Source text Start Marker

I also contacted the Tempūkai in Tokyo and was kindly emailed a three-part account of a thirty-six-member expedition to Gorkhey in 1993, led by a former Tempūkai director named Shimizu Eiichi; the account is published in the July, August, and September 1993 issues of “Shirube,” the Tempūkai monthly journal. Shimizu and his group came away with strong circumstantial evidence for this Gorkhey as Nakamura’s Gorkhey—not the least of which was their encounter with a ninety-two year old man who recalled having seen, when he was about ten years old, an Oriental man studying under the local fakir.
In the mean time, my trek organizer, a man named Navin Tamang, to whom I explained the nature of my interest in Gorkhey, made some inquiries of the locals in the village and emailed me to say that the responses to his inquiries had come back stone cold: no one had ever heard of anyone even remotely matching the description of Kariappa or of any association of the village with yoga or yogis. I took a closer, second look at the 1993 “Shirubei” account. The Gorkhey that the Tempūkai group had visited was not in West Bengal but in eastern Nepal. And sure enough, Google Maps did show another town of Gorkhey (or Gorkhe, as it is spelt in Google Maps) just over the India-Nepal border. Furthermore, when Navin made similar inquiries in the Nepali Gorkhey, the response was immediate: Kariappa? Japanese visitors? Yes, of course. These matters, they knew all about.
The dates of my departure, by now, quickly approaching, Navin hastily and flexibly rearranged my schedule. He would also provide, I was assured, both an English-speaking guide and a car and driver.
This tale of two Gorkheys has a final chapter. After my visit to eastern Nepal, I returned to West Bengal to complete the Sandakphu-Phalut trek and thus ended up also spending a night in the other town of Gorkhey. It is a tiny hamlet, completely inaccessible by motor vehicle, located on the Phalut descent (or ascent, depending upon which way you are going) at the floor of a narrow valley where two swiftly flowing rivers converge. The hostel accommodations were comfortable, including the first flush toilet I had seen in a number of days, and the food was outstanding: potatoes and other vegetables came directly from the terraced fields above the village; milk in my afternoon tea was less than an hour old (I watched the young mother of the hostel milk the cow with her with two small children in tow); and dinner included river fish—trout?—caught that morning, as well as a curry made with locally grown goat-meat.

Source text End Marker

- **Required tasks**
[A] Answer these questions from the Gorkhey account:
(i) How many members took part in the 1993 Tempūkai expedition to Gorkhey?
(ii) In which region and country was the Gorkhey that the Tempūkai group visited?
(iii) What meat went into the curry served at the hostel in the West Bengal Gorkhey?
[B] List every person the Gorkhey account names.
[C] Carry the Gorkhey account forward from its final sentence.
The listing that comes next has no connection to the Gorkhey account.

Dataset extract Start Marker

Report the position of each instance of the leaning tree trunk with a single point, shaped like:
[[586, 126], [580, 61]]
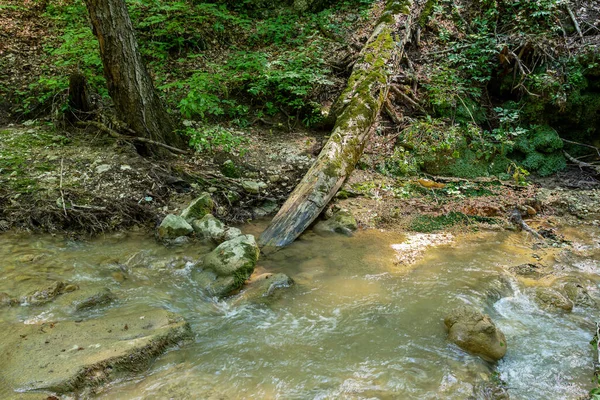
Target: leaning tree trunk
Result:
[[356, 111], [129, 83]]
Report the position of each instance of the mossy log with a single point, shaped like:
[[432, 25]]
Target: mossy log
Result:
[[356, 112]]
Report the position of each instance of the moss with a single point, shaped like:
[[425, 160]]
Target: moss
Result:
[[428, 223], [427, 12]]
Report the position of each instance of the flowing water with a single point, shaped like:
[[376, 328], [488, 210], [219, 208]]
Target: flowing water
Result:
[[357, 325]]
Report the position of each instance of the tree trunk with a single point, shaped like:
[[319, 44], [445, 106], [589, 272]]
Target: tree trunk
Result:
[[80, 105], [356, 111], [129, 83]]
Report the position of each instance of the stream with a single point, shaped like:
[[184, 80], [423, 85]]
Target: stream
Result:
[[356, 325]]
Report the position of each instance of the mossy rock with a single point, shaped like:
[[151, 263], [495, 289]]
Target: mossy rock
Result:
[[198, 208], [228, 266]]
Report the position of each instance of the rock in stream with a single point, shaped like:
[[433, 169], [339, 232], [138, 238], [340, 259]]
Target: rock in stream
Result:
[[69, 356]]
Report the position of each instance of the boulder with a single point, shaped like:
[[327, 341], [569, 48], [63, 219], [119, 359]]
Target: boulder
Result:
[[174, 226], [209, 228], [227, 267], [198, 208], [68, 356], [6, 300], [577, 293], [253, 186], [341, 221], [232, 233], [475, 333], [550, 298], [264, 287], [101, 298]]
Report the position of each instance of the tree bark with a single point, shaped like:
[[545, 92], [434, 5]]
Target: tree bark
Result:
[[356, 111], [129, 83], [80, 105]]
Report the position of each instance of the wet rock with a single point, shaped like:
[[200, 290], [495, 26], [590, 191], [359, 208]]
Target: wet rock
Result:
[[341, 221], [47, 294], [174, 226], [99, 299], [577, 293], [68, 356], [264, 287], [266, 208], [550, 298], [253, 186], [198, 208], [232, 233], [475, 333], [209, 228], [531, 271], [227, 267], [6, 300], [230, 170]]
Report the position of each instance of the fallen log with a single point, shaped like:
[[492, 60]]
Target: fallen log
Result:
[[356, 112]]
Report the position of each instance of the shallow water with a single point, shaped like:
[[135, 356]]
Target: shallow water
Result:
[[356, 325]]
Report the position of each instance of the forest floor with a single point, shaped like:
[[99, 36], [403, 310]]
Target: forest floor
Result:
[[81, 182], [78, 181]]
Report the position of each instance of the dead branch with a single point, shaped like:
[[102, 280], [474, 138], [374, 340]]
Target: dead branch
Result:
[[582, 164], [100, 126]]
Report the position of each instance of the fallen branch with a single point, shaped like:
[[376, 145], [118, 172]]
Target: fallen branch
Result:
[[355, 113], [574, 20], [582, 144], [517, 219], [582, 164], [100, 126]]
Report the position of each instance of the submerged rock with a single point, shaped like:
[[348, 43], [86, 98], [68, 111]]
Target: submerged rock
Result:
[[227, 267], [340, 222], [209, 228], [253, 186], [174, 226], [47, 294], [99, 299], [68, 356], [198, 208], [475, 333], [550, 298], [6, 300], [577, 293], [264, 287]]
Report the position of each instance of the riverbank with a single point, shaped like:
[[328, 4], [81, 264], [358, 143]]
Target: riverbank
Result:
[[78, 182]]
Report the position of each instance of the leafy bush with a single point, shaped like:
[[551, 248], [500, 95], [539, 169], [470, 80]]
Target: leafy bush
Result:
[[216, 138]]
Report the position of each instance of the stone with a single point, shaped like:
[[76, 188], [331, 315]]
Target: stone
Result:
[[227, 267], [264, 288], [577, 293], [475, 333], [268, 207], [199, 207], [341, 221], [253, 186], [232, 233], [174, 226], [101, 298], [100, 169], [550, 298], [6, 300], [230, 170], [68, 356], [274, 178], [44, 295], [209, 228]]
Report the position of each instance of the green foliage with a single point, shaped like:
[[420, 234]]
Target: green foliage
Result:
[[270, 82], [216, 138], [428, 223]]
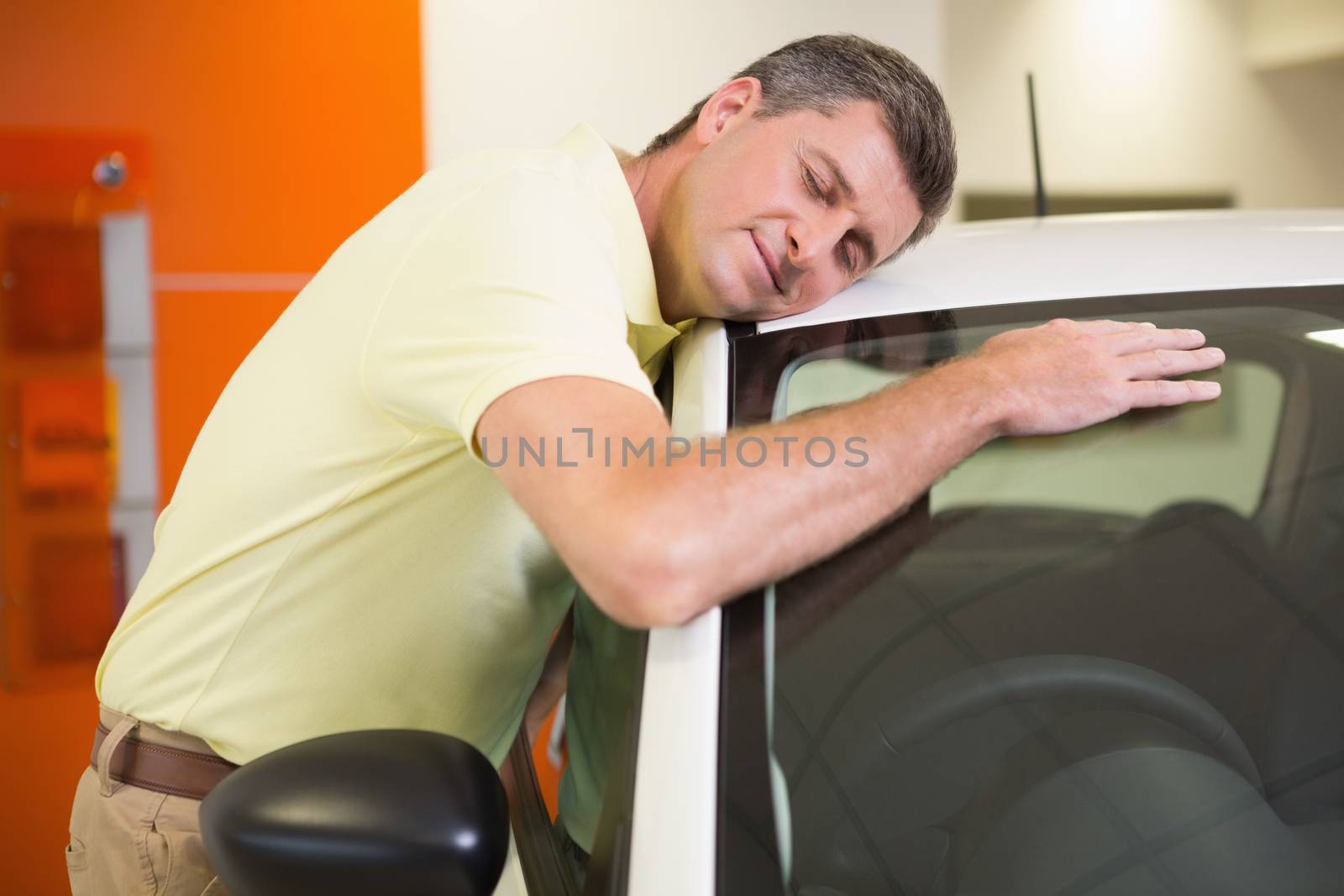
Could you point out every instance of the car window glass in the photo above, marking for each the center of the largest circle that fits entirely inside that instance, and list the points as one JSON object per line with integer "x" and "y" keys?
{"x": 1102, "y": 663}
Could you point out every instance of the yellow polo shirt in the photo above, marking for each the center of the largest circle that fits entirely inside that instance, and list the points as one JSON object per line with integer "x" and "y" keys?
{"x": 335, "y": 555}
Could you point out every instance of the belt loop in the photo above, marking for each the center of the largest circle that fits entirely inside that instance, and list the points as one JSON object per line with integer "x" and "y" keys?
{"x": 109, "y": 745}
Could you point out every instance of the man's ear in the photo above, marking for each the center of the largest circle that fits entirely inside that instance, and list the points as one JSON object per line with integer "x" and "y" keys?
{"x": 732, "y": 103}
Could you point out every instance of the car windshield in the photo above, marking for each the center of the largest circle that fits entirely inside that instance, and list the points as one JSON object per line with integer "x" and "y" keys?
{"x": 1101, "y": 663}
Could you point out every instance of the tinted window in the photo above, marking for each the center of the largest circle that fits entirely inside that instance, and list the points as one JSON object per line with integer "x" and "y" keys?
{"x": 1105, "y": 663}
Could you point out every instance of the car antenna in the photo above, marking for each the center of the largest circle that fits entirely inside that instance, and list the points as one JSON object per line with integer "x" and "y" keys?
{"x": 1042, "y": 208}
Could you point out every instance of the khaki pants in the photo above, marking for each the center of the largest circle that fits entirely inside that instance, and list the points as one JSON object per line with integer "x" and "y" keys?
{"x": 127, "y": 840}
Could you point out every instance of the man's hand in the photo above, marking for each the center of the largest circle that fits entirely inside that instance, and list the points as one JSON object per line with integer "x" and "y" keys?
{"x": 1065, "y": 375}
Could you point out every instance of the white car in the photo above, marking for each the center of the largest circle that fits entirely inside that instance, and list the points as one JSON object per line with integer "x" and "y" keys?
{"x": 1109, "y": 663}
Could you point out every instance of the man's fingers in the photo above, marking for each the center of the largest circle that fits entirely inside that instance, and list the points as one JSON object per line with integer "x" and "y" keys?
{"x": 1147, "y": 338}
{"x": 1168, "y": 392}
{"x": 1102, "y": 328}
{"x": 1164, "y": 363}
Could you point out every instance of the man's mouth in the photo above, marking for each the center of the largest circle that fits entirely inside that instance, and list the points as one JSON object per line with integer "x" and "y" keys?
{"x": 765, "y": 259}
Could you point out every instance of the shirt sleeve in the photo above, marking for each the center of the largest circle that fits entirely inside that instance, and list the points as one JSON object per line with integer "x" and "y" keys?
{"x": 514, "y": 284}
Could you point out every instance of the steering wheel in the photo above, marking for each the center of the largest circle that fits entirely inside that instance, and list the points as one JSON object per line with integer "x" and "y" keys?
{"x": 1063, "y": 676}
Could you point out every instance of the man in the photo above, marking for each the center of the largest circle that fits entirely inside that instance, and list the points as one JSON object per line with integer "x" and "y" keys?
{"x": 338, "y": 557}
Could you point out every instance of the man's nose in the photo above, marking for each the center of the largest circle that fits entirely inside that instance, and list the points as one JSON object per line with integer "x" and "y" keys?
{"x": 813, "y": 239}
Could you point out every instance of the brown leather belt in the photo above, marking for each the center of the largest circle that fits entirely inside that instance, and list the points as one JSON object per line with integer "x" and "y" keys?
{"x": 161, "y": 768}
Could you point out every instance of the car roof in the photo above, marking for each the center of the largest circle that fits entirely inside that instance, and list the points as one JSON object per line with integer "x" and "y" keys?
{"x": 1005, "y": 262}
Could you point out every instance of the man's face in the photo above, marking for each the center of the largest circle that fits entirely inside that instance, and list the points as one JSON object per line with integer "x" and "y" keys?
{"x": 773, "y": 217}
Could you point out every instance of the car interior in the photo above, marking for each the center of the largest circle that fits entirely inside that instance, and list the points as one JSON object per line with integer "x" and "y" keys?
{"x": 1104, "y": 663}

Dataset extract End Marker
Dataset extract Start Marker

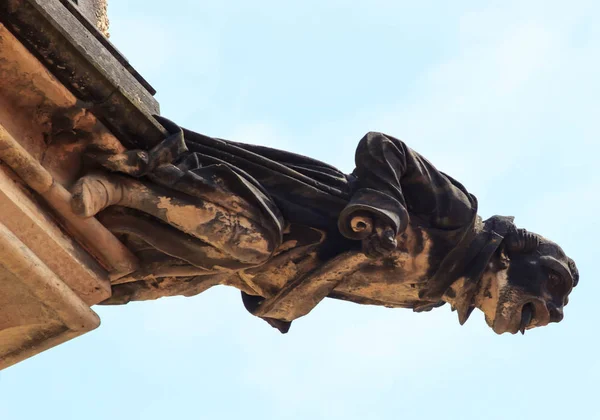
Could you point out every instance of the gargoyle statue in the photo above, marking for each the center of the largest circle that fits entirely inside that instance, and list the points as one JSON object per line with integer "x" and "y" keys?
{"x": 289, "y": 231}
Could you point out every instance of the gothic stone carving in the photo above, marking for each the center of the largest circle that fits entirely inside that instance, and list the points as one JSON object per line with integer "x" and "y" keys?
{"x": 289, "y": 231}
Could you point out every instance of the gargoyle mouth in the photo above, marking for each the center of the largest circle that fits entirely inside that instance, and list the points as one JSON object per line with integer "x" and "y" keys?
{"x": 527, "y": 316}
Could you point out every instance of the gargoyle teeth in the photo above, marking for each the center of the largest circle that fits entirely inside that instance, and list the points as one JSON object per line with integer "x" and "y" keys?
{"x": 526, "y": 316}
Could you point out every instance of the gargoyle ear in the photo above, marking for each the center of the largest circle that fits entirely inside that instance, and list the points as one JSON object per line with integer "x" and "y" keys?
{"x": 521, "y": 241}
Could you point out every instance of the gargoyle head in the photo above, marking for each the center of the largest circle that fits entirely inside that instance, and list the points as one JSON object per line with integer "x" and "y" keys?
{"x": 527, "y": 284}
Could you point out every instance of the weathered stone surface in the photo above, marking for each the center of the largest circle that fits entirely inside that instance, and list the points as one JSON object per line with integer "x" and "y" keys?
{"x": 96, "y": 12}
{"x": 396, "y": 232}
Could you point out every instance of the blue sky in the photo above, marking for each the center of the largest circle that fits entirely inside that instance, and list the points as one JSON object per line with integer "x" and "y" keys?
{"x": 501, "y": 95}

Dataset extract End Marker

- **Outputs in order**
[A]
(i) Thirty-six.
(ii) Eastern Nepal.
(iii) Locally grown goat-meat.

[B] Shimizu Eiichi, Nakamura, Kariappa, Navin Tamang

[C]
Both of the rivers easily fit the description of the river in which Tempū sat every morning—they have numerous pools of varying depths where the local children, and sometimes trekkers, swim. The river to the north of the village is also the Sikkim border; it is spanned by a simple footbridge without any kind of border control, let alone even a sign, and in the morning I took a leisurely stroll across the bridge and up the Sikkim side of the river.
The peacefulness and pristine beauty of Gorkhey in West Bengal is naturally conducive to meditative self-reflection, and I could easily imagine a yogi choosing it as his place of practice. Inquiries revealed, however, that the village was founded in 1935, long after Nakamura’s sojourn, and that, one hundred years ago, this valley was almost completely uninhabited. These facts, alone, do not necessarily preclude the possibility that a yogi could have chosen this spot, precisely because of its remoteness, for the location of his retreat; however, had that been the case, Nakamura would not have referred to it as Gorkhey, since the name arrived with the first settlers—Nepali immigrants who may even have come from the Gorkhey in eastern Nepal—in 1935. Safe to say, then, the Gorkhey in West Bengal is not the Gorkhey visited by Nakamura Tempū between 1910 and 1913.
But then, if the Gorkhey of Nakamura Tempū’s three-year sojourn is in Nepal, not India, why does he not say so? Tempū speaks often of India but never once of Nepal. Is that not enough of a discrepancy to disqualify the Nepali Gorkhey as a possible location for the events of his story? I do not think so.
At the time of Nakamura’s visit, the peoples of both India and Nepal, both then under the British Raj, had little sense of national identity. As poignantly described by Ramachandra Guha in his seminal work, India after Gandhi: The History of the World’s Largest Democracy, India, even after its 1947 independence, consisted of a most unlikely confederation of ethnicities, religious affiliations, linguistic groups (twenty-two officially recognized languages), principalities (over 500 in 1947), castes, and social classes. Any one of those ethnicities, religious affiliations, local polities, or social strata or substrata was a stronger attractor of identity than nationality—so much so that the nation’s post-independence survival is, in Ramachandra’s analysis, nothing short of a modern miracle.
The same sort of ethno-cultural diversity applied to Nepal—on top of which, nothing makes for the segregation of cultures like mountains, and mountains Nepal has: not just the sparsely populated Himalayas, rightfully known as the roof of the world, but also the surprisingly densely populated foothills and deep valley’s of the country’s temperate middle zone, where small farms cling, precariously, to steep hillsides. While the explosion in Nepal’s population is relatively recent, most of the valleys of this middle zone have been inhabited since before Tempū’s day, and they include a wide array of ethnicities made up of different tribes and sub-tribes, each with its own language and dialect and culture and sub-culture. In short, social intercourse between the towns and villages in these valleys can be a complicated affair.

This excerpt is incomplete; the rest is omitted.